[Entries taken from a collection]
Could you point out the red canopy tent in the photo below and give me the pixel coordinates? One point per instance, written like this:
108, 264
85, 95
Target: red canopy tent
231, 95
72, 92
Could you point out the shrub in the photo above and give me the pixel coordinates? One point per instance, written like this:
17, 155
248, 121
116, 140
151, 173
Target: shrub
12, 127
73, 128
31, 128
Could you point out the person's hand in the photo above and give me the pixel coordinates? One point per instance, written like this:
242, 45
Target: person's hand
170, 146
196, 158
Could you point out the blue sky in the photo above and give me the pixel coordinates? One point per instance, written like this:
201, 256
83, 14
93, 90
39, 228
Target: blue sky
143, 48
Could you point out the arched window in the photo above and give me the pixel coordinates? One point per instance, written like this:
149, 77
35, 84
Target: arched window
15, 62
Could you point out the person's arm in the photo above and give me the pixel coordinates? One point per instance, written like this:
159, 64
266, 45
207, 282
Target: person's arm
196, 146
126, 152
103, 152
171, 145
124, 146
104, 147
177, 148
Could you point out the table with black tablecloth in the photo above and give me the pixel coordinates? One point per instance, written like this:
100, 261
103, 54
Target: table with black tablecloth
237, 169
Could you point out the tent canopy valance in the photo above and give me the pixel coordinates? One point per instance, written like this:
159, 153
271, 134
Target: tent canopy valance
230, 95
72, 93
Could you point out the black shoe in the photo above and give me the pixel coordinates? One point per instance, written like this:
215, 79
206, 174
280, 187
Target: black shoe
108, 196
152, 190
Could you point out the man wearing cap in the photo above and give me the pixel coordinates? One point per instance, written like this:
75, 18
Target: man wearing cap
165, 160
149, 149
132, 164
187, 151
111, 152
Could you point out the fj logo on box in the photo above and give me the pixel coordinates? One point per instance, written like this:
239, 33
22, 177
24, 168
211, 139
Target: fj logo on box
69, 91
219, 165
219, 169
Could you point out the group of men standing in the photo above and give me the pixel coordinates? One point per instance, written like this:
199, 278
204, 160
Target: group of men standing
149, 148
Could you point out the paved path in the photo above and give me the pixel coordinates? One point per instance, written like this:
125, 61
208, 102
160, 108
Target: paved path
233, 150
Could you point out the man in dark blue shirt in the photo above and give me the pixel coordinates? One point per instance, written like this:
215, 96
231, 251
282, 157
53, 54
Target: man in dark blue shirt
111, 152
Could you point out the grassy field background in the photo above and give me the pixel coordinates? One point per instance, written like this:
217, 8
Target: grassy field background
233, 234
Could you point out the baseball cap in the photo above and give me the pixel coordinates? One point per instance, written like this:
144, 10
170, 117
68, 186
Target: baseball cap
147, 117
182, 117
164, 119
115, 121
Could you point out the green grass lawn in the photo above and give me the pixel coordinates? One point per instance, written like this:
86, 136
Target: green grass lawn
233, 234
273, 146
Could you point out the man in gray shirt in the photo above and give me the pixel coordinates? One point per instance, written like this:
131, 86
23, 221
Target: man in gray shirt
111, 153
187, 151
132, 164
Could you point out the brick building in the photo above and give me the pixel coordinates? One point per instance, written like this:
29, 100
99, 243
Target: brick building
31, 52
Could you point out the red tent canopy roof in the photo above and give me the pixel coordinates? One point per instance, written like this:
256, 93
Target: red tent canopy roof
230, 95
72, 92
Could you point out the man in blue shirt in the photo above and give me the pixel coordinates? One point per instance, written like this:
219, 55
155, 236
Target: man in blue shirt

**What you have to do**
Nothing in the data may be left out. Copy all of it exactly.

**Written response**
Could you point out the red canopy tent in the photo below and give me the pixel coordinates? One point per instance, written like this:
108, 264
85, 95
Target: red canopy tent
231, 95
72, 92
Could you point out the shrub in the photo above and give me the pixel coordinates? One point per instance, written like this:
17, 155
248, 121
116, 140
151, 173
Target: shrub
12, 127
73, 128
31, 128
Could you point out the person's hand in the photo above and give me the pixel coordinates? One point per instance, written like this:
242, 45
Target: person's hand
170, 146
196, 158
Could you point out the blue sky in the photo above and give me the pixel coordinates? One point per instance, written like this:
201, 256
83, 14
93, 90
39, 228
Target: blue sky
143, 48
Could you point out the arched window in the photo above and give me the pixel coordinates? One point per instance, written like this:
149, 77
35, 84
Target: arched window
15, 62
Could you point out the person's arm in the photo above and give me the pixel coordinates? One point per instance, written like this:
159, 64
266, 45
207, 282
Target: person's arm
196, 146
126, 152
103, 152
171, 145
124, 146
104, 147
177, 148
Could you point out the table with black tablecloth in the photo above and give me the pixel coordinates? One point per instance, written like this:
100, 261
103, 54
Target: table with black tablecloth
237, 169
Could you point out the tent canopy valance in the photo above and give me the pixel coordinates? One point per instance, written like this:
159, 153
271, 134
Target: tent canopy valance
230, 95
72, 93
Could you point out the black shoe in the photo above and give me the pixel coordinates? One point per instance, written like this:
215, 79
206, 174
280, 187
Target: black shoe
108, 196
152, 190
Could you point out the man wearing cap in the photo above and give me the pixel coordinates? One point per instance, written like this:
75, 18
Target: man wearing cap
165, 160
149, 149
132, 164
187, 151
111, 152
Could you point out the fj logo on box in the photo above and give me the pixel coordinates? One point per instance, written like this:
239, 33
22, 177
24, 168
211, 139
Target: fj logo on box
69, 91
219, 165
219, 169
Could you point out the group of men standing in the photo above and give me the pixel coordinates? One point per instance, written like this:
199, 278
204, 160
Target: group of men standing
149, 148
Could you point out the paved path in the photo above and give me the pixel coordinates? One point per instance, written like this:
125, 61
208, 102
160, 108
Target: paved path
233, 150
Could you point out the man in dark blue shirt in the photo above and give me the pixel coordinates? One point per instance, written like this:
215, 96
231, 251
282, 157
53, 54
Target: man in dark blue shirt
111, 152
Could you point out the grassy field background in the photo above and give me the pixel coordinates? One point per instance, written like this:
217, 8
Target: grassy field background
233, 234
Could you point out the baseball cap in the photo above and give me the pixel coordinates? One point per instance, written like this:
144, 10
170, 117
68, 186
Target: baseball cap
147, 117
182, 117
164, 119
115, 121
Could you point out the green grass lawn in the photo above and give me the pixel coordinates? One point per instance, written like this:
86, 136
Target: green grass lawn
233, 234
273, 146
Could you point out the man in gray shirt in the photo above and give me the pixel coordinates? One point per instance, written like this:
131, 86
23, 221
Target: man in gray shirt
111, 153
187, 151
132, 164
Could you point out the brick building in the photo above and give me the pixel coordinates? One point per instance, written like this:
29, 100
99, 243
Target: brick building
31, 52
Could you point out the red tent canopy roof in the photo above and give me the pixel coordinates? One point per instance, written like this:
256, 93
Target: red tent canopy roof
230, 95
72, 92
Could you point out the man in blue shirt in the photo above and give me the pixel coordinates? One point per instance, written like this:
219, 55
155, 236
Target: man in blue shirt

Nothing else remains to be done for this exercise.